* [Your objective] The answer is the complete listing below, written out again exactly.

■ ■ ■ ■ ■ ■ ■

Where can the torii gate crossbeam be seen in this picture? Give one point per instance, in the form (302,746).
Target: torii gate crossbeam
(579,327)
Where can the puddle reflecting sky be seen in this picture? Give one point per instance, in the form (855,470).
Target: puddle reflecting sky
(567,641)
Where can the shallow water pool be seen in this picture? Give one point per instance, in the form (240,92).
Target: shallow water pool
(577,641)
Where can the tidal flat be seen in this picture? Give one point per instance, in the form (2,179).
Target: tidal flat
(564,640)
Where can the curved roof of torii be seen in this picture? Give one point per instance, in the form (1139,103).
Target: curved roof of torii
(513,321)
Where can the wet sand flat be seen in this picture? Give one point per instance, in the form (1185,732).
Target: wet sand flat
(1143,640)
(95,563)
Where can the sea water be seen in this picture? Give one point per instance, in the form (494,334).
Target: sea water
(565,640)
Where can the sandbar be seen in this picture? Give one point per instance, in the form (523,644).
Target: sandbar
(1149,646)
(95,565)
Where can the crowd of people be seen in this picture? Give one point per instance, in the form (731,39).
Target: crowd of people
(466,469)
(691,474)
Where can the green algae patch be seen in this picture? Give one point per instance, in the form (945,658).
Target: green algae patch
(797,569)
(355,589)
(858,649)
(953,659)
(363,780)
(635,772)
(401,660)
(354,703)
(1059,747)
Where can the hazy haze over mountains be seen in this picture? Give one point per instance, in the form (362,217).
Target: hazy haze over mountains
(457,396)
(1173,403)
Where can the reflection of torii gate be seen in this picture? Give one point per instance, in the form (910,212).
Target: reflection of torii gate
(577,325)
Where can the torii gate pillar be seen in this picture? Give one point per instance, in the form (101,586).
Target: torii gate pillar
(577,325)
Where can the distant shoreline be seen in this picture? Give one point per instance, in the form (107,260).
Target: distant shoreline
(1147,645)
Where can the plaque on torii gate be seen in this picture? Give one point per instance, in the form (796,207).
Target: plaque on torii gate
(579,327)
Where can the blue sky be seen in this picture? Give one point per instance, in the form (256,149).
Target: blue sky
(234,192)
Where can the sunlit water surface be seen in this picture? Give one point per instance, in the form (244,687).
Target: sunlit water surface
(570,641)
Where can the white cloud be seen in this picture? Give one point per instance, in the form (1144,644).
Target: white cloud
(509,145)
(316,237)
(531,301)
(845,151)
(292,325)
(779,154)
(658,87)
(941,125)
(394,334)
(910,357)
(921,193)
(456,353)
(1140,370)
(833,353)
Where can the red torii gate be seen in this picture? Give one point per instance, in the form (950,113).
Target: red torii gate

■ ■ ■ ■ ■ ■ ■

* [Exercise output]
Where can the torii gate crossbeam be seen in this picture? Give one point per instance, in the form (302,746).
Target: torii gate crossbeam
(579,327)
Where can the puddle reflecting sky be seen in this picture? Give one point per instance, in the form (855,470).
Target: puddle reflecting sky
(567,641)
Where can the shallow water pool be seen in this picture? Give one point per instance, in the form (240,92).
Target: shallow water pool
(577,641)
Where can the tidal flat be seen in this picture? Give one point per instance, in the form (2,179).
Target: tidal flat
(564,640)
Where can the curved roof of torii be seen in this picture? Give one point per instance, in the form (1139,103).
Target: curved roof of torii
(513,321)
Where can the wet sand flat be seen in this picture? Give one point per instance, in the form (1185,732).
Target: wet sand flat
(1143,640)
(95,563)
Where can the sea water be seen in this picture? Give one point per instance, in the form (494,334).
Target: sea water
(565,640)
Where can the sandbar be seen in this picture? Give one point per instance, in the form (523,644).
Target: sandbar
(1149,646)
(95,565)
Where can the crowd of people be seen in this picture? Give one point per instance, in the form (731,39).
Target: crowd of people
(466,469)
(691,474)
Where can the green algae patch be seen in this picture? Give one point per instance, in the form (945,658).
Target: green algae patch
(797,569)
(355,589)
(858,649)
(953,659)
(363,780)
(635,772)
(401,660)
(354,703)
(1059,747)
Where can the hazy haze over mountains be seen in this picture? Give one point per instance, in the form (362,217).
Target: hazy haze over mountains
(457,396)
(1173,403)
Where can the reflection of torii gate be seen in this picture? Give one point per instance, in the form (910,212).
Target: reflection of torii gate
(577,325)
Where can the torii gate pillar be seen in this picture? Give one point per instance, in the form (101,586).
Target: torii gate pillar
(577,325)
Where can the distant shoreline be seen in this picture? Give one point per instance, in the form (107,260).
Target: distant shoreline
(1147,645)
Where can the plaque on torii gate be seen in this picture? Give one point per instance, in the form (796,207).
Target: plaque on torii gate
(579,327)
Where can the blue sky be seen in this picture? Give one point per instance, in the form (256,149).
Target: blue sky
(234,192)
Where can the sunlit water surface be seen in this picture? Give one point per instance, in the form (244,687).
Target: sunlit water surface
(570,641)
Where can the white cloud be seen in this picture? Give one point per instance, in the form (1144,644).
Target: white cloud
(509,145)
(316,237)
(531,301)
(845,151)
(292,325)
(779,154)
(658,87)
(941,125)
(394,334)
(910,357)
(921,193)
(456,353)
(1140,370)
(833,353)
Where can the red torii gate be seen in this picture? Give one point per instance, in the form (950,113).
Target: red torii gate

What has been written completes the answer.